■ Exercise materials ■

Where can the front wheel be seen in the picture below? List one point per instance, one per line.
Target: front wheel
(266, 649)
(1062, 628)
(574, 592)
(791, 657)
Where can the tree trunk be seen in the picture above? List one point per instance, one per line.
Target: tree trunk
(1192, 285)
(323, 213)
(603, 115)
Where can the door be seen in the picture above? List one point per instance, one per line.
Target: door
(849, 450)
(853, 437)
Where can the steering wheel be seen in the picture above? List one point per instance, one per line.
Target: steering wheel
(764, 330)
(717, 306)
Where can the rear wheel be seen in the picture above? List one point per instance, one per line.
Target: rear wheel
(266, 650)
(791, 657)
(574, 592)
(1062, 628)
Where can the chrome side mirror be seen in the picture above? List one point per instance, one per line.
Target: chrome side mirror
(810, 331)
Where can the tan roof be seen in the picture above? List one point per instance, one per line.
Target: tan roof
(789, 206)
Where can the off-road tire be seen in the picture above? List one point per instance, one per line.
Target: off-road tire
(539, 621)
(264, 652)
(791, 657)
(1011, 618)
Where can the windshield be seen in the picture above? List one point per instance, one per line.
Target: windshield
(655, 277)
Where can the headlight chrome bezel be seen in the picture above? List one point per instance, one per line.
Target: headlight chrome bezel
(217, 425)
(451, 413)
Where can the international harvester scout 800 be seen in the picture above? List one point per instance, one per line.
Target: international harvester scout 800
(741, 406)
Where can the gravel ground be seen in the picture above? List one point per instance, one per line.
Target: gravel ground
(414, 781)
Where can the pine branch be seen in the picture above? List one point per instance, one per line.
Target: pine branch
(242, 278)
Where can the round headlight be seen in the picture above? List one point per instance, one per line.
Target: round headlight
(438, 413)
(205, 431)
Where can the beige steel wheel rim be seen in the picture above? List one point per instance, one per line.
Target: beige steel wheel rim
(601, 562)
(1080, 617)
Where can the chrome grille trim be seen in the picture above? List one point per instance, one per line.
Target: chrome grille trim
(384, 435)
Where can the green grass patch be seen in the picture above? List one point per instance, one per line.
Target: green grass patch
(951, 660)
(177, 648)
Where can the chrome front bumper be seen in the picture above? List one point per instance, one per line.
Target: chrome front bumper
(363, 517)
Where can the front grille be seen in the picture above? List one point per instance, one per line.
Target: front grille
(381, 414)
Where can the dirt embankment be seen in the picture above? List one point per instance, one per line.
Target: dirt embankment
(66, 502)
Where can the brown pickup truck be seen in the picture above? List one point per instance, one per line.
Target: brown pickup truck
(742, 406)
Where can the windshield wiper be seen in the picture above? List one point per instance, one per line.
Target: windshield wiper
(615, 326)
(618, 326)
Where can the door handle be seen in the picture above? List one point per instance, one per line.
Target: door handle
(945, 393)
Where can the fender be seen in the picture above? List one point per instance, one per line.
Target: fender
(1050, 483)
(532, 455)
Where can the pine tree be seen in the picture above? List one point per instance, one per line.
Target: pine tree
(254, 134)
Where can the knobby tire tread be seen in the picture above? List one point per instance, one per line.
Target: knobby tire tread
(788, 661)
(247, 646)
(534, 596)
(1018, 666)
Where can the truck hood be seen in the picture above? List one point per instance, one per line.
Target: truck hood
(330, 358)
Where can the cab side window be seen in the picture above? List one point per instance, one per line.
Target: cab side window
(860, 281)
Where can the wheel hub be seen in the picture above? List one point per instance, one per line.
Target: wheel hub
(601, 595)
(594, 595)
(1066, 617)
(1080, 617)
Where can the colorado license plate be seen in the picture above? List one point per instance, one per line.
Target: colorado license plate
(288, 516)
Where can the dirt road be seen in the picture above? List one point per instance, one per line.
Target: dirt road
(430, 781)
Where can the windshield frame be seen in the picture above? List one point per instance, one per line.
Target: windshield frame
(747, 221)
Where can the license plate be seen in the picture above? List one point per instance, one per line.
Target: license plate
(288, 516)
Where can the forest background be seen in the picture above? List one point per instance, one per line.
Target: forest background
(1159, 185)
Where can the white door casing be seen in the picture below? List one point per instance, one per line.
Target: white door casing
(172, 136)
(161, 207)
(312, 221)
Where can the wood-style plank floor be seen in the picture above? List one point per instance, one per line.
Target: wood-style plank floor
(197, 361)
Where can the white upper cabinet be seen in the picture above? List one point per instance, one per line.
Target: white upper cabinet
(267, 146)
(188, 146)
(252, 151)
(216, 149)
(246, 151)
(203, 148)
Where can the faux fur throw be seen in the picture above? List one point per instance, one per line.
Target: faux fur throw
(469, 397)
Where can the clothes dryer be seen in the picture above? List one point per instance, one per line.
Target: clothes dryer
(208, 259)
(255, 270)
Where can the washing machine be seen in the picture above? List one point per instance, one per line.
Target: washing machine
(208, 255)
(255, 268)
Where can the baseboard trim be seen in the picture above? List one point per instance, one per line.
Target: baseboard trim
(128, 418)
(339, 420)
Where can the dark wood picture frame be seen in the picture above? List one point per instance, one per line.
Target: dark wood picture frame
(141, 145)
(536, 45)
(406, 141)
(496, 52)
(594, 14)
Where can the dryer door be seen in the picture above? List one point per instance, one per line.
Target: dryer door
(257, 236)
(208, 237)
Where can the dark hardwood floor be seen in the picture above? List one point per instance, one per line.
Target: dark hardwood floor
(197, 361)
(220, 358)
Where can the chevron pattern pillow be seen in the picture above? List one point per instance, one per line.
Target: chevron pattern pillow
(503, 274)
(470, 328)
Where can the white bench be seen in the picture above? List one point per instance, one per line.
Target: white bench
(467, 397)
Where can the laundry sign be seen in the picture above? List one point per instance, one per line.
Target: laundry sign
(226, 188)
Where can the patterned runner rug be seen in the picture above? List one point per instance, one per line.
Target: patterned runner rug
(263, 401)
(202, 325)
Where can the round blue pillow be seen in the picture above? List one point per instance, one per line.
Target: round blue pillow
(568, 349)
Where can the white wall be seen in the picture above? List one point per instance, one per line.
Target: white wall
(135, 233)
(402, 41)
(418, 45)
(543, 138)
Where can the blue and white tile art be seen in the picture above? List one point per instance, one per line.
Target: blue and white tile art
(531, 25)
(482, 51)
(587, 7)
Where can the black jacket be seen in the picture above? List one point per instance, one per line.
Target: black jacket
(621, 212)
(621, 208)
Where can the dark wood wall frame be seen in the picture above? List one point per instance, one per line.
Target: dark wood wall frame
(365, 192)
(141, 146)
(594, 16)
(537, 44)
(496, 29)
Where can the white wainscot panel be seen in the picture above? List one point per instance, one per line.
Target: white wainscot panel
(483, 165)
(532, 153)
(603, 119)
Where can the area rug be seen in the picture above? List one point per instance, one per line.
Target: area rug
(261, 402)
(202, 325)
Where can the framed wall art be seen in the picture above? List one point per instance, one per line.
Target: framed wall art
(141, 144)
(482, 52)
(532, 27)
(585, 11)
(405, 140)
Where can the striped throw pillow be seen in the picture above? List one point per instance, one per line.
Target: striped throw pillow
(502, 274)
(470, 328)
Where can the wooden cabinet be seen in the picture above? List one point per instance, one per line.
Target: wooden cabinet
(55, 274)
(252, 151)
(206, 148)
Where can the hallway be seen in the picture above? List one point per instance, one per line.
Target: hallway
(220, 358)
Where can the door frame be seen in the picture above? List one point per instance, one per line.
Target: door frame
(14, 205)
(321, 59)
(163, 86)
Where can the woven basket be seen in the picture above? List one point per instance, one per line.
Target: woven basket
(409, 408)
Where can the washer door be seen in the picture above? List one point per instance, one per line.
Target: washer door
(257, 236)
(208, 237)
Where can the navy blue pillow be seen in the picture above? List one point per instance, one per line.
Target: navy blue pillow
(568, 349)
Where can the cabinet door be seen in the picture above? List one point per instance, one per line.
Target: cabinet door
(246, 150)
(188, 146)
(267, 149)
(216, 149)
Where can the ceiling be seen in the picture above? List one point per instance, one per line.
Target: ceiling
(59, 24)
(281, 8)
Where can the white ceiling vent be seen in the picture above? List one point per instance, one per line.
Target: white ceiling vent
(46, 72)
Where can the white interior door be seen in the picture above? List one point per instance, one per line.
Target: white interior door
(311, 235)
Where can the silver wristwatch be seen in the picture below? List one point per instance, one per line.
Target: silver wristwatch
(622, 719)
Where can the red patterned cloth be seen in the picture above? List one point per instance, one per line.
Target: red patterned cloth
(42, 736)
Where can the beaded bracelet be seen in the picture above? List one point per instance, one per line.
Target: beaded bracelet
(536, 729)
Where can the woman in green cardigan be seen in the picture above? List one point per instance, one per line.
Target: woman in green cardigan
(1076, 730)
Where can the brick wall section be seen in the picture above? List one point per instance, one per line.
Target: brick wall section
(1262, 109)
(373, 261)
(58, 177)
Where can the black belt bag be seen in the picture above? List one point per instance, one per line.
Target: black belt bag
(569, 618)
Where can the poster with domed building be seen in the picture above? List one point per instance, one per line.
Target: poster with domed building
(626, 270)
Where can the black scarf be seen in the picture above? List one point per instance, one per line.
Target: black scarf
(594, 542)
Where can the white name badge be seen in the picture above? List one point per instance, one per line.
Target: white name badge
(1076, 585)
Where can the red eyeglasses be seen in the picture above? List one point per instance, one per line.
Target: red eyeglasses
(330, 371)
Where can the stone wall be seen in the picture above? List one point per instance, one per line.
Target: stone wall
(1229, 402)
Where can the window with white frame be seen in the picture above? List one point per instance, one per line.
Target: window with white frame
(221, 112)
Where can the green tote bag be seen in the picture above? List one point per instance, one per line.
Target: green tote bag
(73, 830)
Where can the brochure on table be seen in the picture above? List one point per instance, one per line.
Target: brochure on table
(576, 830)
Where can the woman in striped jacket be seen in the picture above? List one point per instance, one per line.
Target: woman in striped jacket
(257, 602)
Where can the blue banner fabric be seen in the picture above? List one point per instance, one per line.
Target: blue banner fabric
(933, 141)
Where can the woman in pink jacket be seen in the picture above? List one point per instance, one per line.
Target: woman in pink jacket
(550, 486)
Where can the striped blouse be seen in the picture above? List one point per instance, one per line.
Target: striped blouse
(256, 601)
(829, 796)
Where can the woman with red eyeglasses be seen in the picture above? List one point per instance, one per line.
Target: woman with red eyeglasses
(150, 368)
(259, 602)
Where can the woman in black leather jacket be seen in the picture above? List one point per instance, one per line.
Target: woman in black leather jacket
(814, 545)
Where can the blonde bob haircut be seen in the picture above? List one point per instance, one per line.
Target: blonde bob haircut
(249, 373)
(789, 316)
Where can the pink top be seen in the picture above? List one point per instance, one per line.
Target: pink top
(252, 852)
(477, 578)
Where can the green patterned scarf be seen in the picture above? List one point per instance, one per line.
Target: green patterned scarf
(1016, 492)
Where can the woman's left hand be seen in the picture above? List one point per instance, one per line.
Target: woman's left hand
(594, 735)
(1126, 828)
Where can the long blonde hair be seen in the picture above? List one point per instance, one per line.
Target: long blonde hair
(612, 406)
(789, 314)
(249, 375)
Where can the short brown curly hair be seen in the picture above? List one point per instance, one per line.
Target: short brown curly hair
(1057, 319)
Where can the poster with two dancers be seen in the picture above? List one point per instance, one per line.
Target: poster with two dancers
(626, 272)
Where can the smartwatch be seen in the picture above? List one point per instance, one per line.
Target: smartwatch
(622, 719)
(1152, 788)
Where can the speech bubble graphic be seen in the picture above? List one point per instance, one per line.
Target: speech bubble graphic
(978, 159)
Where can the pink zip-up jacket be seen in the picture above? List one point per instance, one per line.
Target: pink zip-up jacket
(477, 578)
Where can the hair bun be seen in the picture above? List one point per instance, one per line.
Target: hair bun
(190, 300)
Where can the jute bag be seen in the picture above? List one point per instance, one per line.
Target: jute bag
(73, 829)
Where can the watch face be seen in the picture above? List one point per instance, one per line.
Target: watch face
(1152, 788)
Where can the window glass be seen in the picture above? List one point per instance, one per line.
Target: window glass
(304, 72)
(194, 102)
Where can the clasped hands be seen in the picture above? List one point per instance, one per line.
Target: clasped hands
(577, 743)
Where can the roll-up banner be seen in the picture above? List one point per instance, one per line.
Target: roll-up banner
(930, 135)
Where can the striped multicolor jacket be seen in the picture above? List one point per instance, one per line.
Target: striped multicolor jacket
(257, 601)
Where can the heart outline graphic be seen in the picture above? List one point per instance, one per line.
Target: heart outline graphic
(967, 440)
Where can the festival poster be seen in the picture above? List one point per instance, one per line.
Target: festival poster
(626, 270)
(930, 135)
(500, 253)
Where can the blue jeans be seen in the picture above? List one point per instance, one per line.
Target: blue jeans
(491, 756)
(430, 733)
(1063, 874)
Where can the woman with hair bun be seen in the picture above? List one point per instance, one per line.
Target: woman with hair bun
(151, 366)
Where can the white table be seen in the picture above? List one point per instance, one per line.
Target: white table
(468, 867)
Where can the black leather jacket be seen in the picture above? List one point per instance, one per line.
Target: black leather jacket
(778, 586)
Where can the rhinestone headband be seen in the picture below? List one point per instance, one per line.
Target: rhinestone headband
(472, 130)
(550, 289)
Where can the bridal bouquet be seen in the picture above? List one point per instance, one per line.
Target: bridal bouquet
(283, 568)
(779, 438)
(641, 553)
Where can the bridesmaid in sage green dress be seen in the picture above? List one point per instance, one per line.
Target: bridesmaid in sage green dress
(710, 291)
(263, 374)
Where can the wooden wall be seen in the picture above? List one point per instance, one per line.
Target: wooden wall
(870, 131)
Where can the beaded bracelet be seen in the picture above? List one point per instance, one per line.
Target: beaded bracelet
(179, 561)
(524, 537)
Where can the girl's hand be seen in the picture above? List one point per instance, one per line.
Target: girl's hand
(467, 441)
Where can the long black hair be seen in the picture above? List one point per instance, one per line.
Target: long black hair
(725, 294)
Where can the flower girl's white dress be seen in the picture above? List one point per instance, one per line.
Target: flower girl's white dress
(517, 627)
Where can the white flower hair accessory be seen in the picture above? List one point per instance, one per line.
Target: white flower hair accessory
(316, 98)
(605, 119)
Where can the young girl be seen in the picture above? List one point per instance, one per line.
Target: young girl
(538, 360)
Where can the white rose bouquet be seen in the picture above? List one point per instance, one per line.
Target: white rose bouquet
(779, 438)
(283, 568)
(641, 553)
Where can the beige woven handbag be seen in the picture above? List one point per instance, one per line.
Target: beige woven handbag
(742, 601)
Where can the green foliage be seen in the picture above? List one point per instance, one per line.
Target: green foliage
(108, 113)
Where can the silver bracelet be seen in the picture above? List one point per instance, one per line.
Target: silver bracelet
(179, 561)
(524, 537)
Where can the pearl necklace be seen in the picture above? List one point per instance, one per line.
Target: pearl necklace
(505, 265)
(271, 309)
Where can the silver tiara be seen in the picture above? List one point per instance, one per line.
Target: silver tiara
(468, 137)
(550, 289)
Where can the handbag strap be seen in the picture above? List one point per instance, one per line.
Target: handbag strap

■ Work order ■
Copy out the entries above exactly as given, starting at the top and ending with the line containing "Where can the tree"; include both and nothing more.

■ Task answer ■
Where can the front wheel be seen in the picture below? List one point per instance, one per line.
Target: front wheel
(266, 649)
(1062, 628)
(574, 592)
(791, 657)
Where can the tree trunk be seen in the picture above? List one point per instance, one per line.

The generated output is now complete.